_УСЛОВИЯ ЗАДАНИЯ_: Перепишите из отрывка о Сахарове в Горьком фрагмент от слов «Сахаров и власть.» до слов «исключения – визиты теоретиков.» включительно.

_ПРЕДОСТАВЛЕННЫЙ ОТРЫВОК_:
- - -

Сахаров и власть. «По ту сторону окна». Уроки на настоящее и будущее - Борис Альтшулер
Шрифт:
Интервал:
Понимать-то все это Сахаров понимал, но как передать копию письма на Запад, тем более что для КГБ такая передача, очевидно, была крайне нежелательна? Сахаров в эти полгода в Горьком живет один в полной изоляции. Никаких контактов ни с кем не допускалось. Только «Здравствуйте» с милиционером у двери. Единственные исключения – визиты теоретиков.

- - -

_ИЗВЛЕЧЁННЫЙ МАТЕРИАЛ_:
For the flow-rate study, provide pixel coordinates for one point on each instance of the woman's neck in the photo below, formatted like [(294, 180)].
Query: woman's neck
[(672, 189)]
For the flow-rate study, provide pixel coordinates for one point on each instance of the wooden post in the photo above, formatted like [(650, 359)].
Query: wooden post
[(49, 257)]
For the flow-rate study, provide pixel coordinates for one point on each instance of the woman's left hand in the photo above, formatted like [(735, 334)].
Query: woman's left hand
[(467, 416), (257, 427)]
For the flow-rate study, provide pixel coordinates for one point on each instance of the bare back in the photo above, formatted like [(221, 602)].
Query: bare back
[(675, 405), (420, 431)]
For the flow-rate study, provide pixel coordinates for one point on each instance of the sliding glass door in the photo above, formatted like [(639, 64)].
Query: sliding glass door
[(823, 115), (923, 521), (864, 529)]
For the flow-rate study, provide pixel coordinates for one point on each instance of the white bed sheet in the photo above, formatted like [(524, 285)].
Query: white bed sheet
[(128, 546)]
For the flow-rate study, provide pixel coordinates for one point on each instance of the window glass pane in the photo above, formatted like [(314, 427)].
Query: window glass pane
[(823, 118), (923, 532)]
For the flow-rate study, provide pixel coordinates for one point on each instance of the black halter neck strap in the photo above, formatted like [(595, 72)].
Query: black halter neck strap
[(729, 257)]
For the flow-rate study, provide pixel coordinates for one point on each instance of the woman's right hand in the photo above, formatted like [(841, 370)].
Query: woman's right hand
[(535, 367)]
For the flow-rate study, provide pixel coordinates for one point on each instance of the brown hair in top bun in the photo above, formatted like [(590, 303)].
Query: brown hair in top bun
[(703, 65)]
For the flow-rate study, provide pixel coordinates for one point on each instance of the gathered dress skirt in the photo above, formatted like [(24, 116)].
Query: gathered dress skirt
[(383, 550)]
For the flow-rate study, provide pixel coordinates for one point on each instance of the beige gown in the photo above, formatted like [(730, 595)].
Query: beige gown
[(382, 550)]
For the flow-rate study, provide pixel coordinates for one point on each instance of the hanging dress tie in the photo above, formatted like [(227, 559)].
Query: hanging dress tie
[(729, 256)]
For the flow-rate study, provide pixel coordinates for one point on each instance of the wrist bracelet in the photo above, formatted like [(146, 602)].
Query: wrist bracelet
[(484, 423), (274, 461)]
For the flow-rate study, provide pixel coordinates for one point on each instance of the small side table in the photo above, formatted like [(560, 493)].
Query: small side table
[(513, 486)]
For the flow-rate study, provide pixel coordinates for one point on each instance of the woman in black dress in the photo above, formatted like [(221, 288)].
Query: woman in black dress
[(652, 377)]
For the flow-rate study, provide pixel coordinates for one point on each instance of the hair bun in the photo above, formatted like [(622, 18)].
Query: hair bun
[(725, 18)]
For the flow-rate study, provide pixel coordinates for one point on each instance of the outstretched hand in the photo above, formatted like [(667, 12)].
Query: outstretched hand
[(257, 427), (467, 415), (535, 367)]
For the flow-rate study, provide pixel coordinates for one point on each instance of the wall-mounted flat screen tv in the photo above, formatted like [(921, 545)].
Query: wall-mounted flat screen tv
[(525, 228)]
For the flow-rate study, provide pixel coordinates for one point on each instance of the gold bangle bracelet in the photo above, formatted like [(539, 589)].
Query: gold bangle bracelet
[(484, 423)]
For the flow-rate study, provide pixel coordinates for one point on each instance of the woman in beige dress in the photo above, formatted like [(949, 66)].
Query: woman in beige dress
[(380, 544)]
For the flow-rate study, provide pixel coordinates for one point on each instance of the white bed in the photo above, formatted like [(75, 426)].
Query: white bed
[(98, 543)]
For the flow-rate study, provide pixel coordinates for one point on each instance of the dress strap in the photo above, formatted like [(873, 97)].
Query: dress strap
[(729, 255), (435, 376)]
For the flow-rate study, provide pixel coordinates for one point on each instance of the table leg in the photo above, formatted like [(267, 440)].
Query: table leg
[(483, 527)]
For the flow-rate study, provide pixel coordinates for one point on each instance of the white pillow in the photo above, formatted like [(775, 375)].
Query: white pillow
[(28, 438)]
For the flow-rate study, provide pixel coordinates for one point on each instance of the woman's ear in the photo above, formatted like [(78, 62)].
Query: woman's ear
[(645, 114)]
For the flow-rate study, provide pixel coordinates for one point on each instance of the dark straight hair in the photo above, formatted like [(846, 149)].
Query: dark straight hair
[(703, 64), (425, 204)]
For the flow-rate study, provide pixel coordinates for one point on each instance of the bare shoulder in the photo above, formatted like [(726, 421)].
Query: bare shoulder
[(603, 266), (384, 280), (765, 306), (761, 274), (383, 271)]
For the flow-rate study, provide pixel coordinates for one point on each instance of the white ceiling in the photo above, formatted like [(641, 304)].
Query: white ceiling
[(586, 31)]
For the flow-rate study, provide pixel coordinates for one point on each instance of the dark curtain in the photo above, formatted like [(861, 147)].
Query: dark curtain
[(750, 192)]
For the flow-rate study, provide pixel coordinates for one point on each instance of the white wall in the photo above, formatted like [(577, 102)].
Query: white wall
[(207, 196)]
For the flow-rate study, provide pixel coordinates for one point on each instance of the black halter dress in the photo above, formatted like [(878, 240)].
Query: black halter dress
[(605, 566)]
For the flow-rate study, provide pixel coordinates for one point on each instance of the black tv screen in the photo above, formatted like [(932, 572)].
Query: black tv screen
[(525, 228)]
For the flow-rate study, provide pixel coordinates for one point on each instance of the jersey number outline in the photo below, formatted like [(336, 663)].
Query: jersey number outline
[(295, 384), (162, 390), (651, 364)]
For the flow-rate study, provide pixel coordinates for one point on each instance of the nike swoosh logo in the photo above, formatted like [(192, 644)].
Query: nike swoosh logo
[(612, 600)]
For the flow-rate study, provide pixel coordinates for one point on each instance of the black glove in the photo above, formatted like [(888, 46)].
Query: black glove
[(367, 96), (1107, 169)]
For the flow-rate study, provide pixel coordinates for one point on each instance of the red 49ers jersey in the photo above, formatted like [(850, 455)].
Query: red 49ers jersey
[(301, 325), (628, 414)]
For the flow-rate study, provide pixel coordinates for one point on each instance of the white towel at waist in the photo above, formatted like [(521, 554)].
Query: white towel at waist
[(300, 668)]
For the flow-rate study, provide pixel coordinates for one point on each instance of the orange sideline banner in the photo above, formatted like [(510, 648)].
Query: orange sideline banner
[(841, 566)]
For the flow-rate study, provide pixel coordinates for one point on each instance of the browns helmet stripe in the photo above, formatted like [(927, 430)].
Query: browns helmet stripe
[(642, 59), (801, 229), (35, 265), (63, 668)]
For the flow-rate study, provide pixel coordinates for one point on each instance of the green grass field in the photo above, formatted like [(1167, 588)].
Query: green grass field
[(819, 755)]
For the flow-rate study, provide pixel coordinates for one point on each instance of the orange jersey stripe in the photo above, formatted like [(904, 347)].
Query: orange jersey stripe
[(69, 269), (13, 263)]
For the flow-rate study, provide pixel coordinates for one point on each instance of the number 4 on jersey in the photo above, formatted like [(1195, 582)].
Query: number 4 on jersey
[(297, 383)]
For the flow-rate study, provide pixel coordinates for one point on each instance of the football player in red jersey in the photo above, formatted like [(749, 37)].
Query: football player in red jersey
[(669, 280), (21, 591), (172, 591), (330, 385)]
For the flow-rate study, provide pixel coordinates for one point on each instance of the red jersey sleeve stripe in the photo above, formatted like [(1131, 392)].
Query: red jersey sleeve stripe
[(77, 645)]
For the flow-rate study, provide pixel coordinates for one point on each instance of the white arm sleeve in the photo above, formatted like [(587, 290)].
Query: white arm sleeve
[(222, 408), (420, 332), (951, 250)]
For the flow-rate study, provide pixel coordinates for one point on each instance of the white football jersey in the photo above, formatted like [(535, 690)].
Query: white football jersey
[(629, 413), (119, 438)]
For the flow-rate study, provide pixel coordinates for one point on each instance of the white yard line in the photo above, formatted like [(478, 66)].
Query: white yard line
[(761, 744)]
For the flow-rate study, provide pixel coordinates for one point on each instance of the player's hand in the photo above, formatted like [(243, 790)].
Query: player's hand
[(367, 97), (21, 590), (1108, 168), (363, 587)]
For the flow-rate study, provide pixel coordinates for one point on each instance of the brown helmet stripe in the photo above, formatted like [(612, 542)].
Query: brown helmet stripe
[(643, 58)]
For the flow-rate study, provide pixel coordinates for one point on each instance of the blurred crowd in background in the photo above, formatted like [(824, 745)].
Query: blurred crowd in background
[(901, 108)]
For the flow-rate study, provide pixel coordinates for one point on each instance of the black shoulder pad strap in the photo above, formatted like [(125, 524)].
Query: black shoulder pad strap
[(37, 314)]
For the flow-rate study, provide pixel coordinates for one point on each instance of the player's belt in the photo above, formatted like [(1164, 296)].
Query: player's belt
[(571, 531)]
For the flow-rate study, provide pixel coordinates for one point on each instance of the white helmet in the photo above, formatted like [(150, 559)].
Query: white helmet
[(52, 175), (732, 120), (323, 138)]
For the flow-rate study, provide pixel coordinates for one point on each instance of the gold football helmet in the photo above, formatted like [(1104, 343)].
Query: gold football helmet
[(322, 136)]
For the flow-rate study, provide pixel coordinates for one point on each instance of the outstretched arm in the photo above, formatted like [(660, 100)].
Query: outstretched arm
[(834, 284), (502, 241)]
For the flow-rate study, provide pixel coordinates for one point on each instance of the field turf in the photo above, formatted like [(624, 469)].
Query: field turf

- - -

_ОТВЕТ К ЗАДАНИЮ_:
Сахаров и власть. «По ту сторону окна». Уроки на настоящее и будущее - Борис Альтшулер
Шрифт:
Интервал:
Понимать-то все это Сахаров понимал, но как передать копию письма на Запад, тем более что для КГБ такая передача, очевидно, была крайне нежелательна? Сахаров в эти полгода в Горьком живет один в полной изоляции. Никаких контактов ни с кем не допускалось. Только «Здравствуйте» с милиционером у двери. Единственные исключения – визиты теоретиков.